Prostate Cancer: SPOCK 1 Gene
Now Star Trek Lovers Have a New Reason to Hate Prostate Cancer
You know those nights where you wake up at two in the morning for no apparent reason? Not even to pee? I had one of those nights on Monday, so I decided to get out of the bedroom and check my phone.
The latest news about prostate cancer put a damper on my whole night.
You remember the late Leonard Nimoy, the guy who played Spock on Star Trek the original series? Well, his name popped up in my news feed.
Scientists have their eye on a new gene that they think is one of the major genes controlling metastatic prostate cancer.
Of all things, they call it SPOCK1.
The Study Details
Why “SPOCK1”? I instantly regretted checking my phone in the middle of the night! Do these scientists have something against everyone’s favorite Vulcan? Does prostate cancer have something against everyone’s favorite Vulcan?
Well, no. As usual with prostate cancer, it’s “nothing personal.” (Cancer has no feelings.)
SPOCK1 is just a gene involved in all the wrong things: “SPARC/osteonectin, cwcv, and kazal-like domain proteoglycan 1.” Take the “SP” from SPARC, the “O” from osteonectin, the “C” from cwcv, and the “K” from “kazal” and you’ve got SPOCK.
I guess when you look at what it stands for, they had to pick a catchy name!
The study itself was a study of prostate cancer cells. After examining a bunch of different prostate cancer cell samples, the researchers found that the prostate cancer cells were expressing SPOCK1 all over the place. Significantly more SPOCK1 than you’d find in a normal cell.

• • • •

## Activities
1 > According to the SPOCK1 article, how did the amount of SPOCK1 in the prostate cancer cell samples compare with that in a normal cell?
2 > Reproduce word for word the portion of the SPOCK1 article starting with "Well, no. As" and going on through "you’ve got SPOCK.".
Rely on the SPOCK1 article alone for your answers.

## Available data
• • • •

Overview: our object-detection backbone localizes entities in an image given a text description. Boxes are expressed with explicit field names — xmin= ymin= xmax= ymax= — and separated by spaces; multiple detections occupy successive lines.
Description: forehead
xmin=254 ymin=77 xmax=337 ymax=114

• • • •

## Responses by item number
1 > The prostate cancer cells expressed significantly more SPOCK1 than a normal cell would.

2 >
Well, no. As usual with prostate cancer, it’s “nothing personal.” (Cancer has no feelings.)
SPOCK1 is just a gene involved in all the wrong things: “SPARC/osteonectin, cwcv, and kazal-like domain proteoglycan 1.” Take the “SP” from SPARC, the “O” from osteonectin, the “C” from cwcv, and the “K” from “kazal” and you’ve got SPOCK.